>>>>

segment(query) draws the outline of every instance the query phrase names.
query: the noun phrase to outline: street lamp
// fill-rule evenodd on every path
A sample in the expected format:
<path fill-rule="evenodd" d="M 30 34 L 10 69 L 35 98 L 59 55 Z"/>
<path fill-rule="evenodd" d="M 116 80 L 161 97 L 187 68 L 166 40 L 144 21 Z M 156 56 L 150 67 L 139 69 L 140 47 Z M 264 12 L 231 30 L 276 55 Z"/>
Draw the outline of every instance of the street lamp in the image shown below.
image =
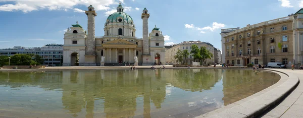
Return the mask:
<path fill-rule="evenodd" d="M 9 57 L 9 66 L 10 66 L 10 63 L 11 63 L 11 57 Z"/>

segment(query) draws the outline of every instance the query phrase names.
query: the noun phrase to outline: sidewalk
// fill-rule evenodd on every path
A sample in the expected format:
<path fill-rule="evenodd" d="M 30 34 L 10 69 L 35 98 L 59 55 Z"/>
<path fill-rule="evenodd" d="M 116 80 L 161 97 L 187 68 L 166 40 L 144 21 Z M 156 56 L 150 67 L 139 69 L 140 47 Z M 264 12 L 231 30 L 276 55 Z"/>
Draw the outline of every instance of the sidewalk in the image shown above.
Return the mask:
<path fill-rule="evenodd" d="M 293 74 L 298 77 L 300 83 L 283 101 L 261 117 L 303 117 L 303 70 L 276 70 Z"/>

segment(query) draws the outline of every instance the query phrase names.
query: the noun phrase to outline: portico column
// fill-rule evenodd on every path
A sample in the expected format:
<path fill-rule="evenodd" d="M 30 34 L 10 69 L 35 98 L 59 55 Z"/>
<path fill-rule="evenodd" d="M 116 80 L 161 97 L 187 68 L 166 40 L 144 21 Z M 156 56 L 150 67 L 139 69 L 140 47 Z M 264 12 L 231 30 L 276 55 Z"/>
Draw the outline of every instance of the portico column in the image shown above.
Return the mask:
<path fill-rule="evenodd" d="M 125 48 L 123 48 L 123 63 L 125 62 Z"/>
<path fill-rule="evenodd" d="M 110 63 L 112 63 L 112 48 L 109 48 L 110 49 Z"/>
<path fill-rule="evenodd" d="M 129 63 L 130 63 L 130 48 L 128 48 L 128 57 L 129 57 Z"/>
<path fill-rule="evenodd" d="M 103 56 L 105 56 L 106 55 L 105 54 L 105 48 L 103 48 Z M 106 59 L 105 58 L 104 58 L 104 62 L 105 62 L 105 61 L 106 60 Z"/>
<path fill-rule="evenodd" d="M 116 48 L 116 63 L 118 63 L 118 48 Z"/>

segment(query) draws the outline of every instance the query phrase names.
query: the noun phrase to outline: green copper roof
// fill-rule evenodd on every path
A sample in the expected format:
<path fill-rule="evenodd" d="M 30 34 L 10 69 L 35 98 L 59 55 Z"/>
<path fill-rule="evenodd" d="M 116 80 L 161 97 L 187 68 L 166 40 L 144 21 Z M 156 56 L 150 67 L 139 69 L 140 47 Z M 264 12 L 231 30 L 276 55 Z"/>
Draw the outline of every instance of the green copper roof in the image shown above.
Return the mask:
<path fill-rule="evenodd" d="M 81 25 L 79 25 L 78 24 L 78 21 L 77 21 L 77 24 L 76 24 L 75 25 L 72 25 L 72 26 L 73 26 L 73 27 L 80 27 L 82 28 L 82 27 L 81 26 Z"/>
<path fill-rule="evenodd" d="M 294 14 L 303 14 L 303 9 L 301 9 L 300 10 L 296 12 Z"/>
<path fill-rule="evenodd" d="M 157 26 L 156 25 L 155 25 L 155 28 L 154 28 L 154 29 L 153 29 L 153 31 L 154 31 L 154 30 L 159 31 L 160 29 L 160 28 L 157 28 Z"/>
<path fill-rule="evenodd" d="M 111 15 L 110 15 L 109 17 L 108 17 L 107 20 L 109 20 L 111 21 L 111 22 L 113 22 L 113 21 L 116 21 L 118 19 L 117 18 L 118 17 L 122 17 L 123 18 L 124 20 L 126 20 L 127 22 L 129 22 L 131 21 L 132 21 L 132 18 L 130 17 L 130 16 L 128 15 L 125 12 L 118 12 L 113 13 Z M 117 22 L 119 22 L 117 21 Z M 123 21 L 122 21 L 123 22 Z"/>

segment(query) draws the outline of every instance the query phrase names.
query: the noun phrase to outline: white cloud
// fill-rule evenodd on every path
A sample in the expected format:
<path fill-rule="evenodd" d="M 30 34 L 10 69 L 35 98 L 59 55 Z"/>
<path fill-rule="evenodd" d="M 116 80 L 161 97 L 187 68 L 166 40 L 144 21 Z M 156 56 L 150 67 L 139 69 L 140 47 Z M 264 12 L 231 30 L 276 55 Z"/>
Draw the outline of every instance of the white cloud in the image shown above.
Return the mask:
<path fill-rule="evenodd" d="M 164 36 L 164 40 L 170 40 L 170 36 L 168 35 L 165 35 Z"/>
<path fill-rule="evenodd" d="M 124 11 L 131 11 L 131 7 L 123 7 L 123 8 L 124 8 Z"/>
<path fill-rule="evenodd" d="M 58 41 L 57 40 L 53 40 L 53 39 L 42 39 L 42 38 L 37 38 L 37 39 L 28 39 L 29 40 L 36 40 L 36 41 Z"/>
<path fill-rule="evenodd" d="M 278 0 L 281 2 L 281 6 L 286 8 L 292 8 L 293 6 L 290 5 L 290 2 L 288 0 Z"/>
<path fill-rule="evenodd" d="M 214 30 L 221 28 L 223 28 L 225 27 L 225 25 L 222 24 L 222 23 L 218 23 L 217 22 L 214 22 L 213 23 L 213 26 L 212 26 L 212 27 L 209 27 L 209 26 L 207 26 L 207 27 L 205 27 L 202 28 L 199 28 L 199 30 L 211 30 L 212 31 L 214 31 Z"/>
<path fill-rule="evenodd" d="M 303 8 L 303 0 L 300 2 L 300 3 L 299 4 L 299 7 Z"/>
<path fill-rule="evenodd" d="M 176 44 L 176 43 L 174 43 L 173 42 L 166 42 L 165 44 L 164 44 L 164 45 L 172 45 L 173 44 Z"/>
<path fill-rule="evenodd" d="M 117 12 L 117 10 L 113 9 L 113 10 L 111 10 L 111 11 L 106 11 L 106 12 L 104 13 L 104 14 L 105 14 L 105 15 L 106 16 L 110 16 L 110 15 L 111 15 L 114 13 L 115 13 L 116 12 Z"/>
<path fill-rule="evenodd" d="M 191 24 L 190 25 L 185 24 L 185 28 L 194 28 L 194 25 L 193 25 L 193 24 Z"/>
<path fill-rule="evenodd" d="M 79 12 L 79 13 L 83 13 L 83 12 L 85 12 L 85 11 L 79 9 L 78 8 L 74 8 L 74 12 Z"/>
<path fill-rule="evenodd" d="M 124 1 L 121 1 L 124 3 Z M 10 4 L 6 4 L 7 2 Z M 13 3 L 11 4 L 12 2 Z M 76 6 L 89 6 L 90 5 L 93 5 L 97 11 L 108 10 L 110 5 L 118 4 L 115 0 L 0 0 L 0 3 L 4 3 L 0 5 L 0 11 L 21 11 L 24 13 L 41 9 L 67 11 L 68 9 L 73 9 Z"/>

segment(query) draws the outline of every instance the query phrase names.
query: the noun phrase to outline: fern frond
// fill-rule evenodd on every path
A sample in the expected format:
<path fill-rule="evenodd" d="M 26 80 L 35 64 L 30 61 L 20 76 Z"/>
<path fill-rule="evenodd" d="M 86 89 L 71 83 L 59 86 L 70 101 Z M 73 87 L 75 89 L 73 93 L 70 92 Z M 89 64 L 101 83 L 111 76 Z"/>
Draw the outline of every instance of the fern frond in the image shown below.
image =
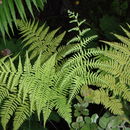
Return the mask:
<path fill-rule="evenodd" d="M 10 95 L 8 100 L 4 101 L 0 112 L 1 124 L 4 130 L 6 130 L 6 125 L 20 104 L 20 101 L 21 100 L 16 95 Z"/>
<path fill-rule="evenodd" d="M 44 62 L 56 52 L 57 47 L 65 35 L 65 32 L 63 32 L 56 36 L 59 29 L 48 33 L 49 27 L 46 27 L 44 24 L 38 28 L 38 22 L 35 24 L 35 21 L 32 23 L 18 21 L 18 27 L 22 32 L 22 37 L 24 37 L 23 42 L 25 44 L 23 48 L 28 47 L 30 58 L 35 58 L 41 52 Z"/>
<path fill-rule="evenodd" d="M 13 122 L 13 130 L 18 130 L 25 120 L 31 116 L 30 103 L 25 101 L 16 109 Z"/>
<path fill-rule="evenodd" d="M 46 0 L 25 0 L 27 8 L 33 17 L 32 5 L 38 9 L 44 7 L 45 2 Z M 10 27 L 13 32 L 13 22 L 17 26 L 16 11 L 22 20 L 26 19 L 24 3 L 22 0 L 2 0 L 2 4 L 0 5 L 0 31 L 2 32 L 3 37 L 5 37 L 5 32 L 9 35 L 8 27 Z"/>

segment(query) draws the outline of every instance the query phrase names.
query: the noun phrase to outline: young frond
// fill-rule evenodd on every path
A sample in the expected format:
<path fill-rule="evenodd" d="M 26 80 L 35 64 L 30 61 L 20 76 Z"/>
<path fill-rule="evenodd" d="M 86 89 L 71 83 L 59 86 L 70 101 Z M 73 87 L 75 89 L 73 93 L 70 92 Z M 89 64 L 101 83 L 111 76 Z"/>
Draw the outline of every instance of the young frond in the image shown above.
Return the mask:
<path fill-rule="evenodd" d="M 25 22 L 18 20 L 18 27 L 21 31 L 23 42 L 23 48 L 28 48 L 28 53 L 30 54 L 30 59 L 35 58 L 42 54 L 43 62 L 45 62 L 50 56 L 56 52 L 57 47 L 61 43 L 65 32 L 60 35 L 56 35 L 59 28 L 49 32 L 49 27 L 46 24 L 38 27 L 38 22 Z"/>
<path fill-rule="evenodd" d="M 31 15 L 34 17 L 33 8 L 34 5 L 38 10 L 44 7 L 46 0 L 25 0 L 27 8 Z M 13 22 L 17 26 L 16 12 L 18 12 L 22 20 L 26 19 L 26 12 L 22 0 L 2 0 L 0 5 L 0 31 L 5 38 L 5 32 L 9 35 L 9 27 L 13 32 Z"/>

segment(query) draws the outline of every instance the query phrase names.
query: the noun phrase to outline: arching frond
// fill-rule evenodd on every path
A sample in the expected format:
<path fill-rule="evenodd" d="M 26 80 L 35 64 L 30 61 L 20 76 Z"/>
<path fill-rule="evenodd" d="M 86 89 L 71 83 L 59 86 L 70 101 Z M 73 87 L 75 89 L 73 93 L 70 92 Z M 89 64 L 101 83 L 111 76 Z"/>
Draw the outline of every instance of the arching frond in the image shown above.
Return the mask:
<path fill-rule="evenodd" d="M 34 17 L 33 5 L 39 10 L 44 7 L 46 0 L 25 0 L 26 6 Z M 17 26 L 16 22 L 16 12 L 18 12 L 22 20 L 26 19 L 26 12 L 24 9 L 24 3 L 22 0 L 2 0 L 0 5 L 0 31 L 3 37 L 5 37 L 5 32 L 9 35 L 9 27 L 13 32 L 13 22 Z"/>

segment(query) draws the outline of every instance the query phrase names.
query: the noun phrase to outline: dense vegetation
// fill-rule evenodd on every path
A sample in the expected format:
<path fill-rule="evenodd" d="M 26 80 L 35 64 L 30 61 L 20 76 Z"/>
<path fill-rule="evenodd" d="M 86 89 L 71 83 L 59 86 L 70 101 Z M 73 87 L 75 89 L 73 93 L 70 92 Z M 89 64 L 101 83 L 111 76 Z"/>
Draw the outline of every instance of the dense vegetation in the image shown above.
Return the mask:
<path fill-rule="evenodd" d="M 0 1 L 0 129 L 130 130 L 128 0 Z"/>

<<<<

● GIVEN EXERCISE: Pick out every line in the rows above that contains the word "white", matching case exactly, and copy each one.

● FINISHED ANSWER:
query: the noun phrase to outline: white cloud
Draw the outline of every instance of the white cloud in the image shown above.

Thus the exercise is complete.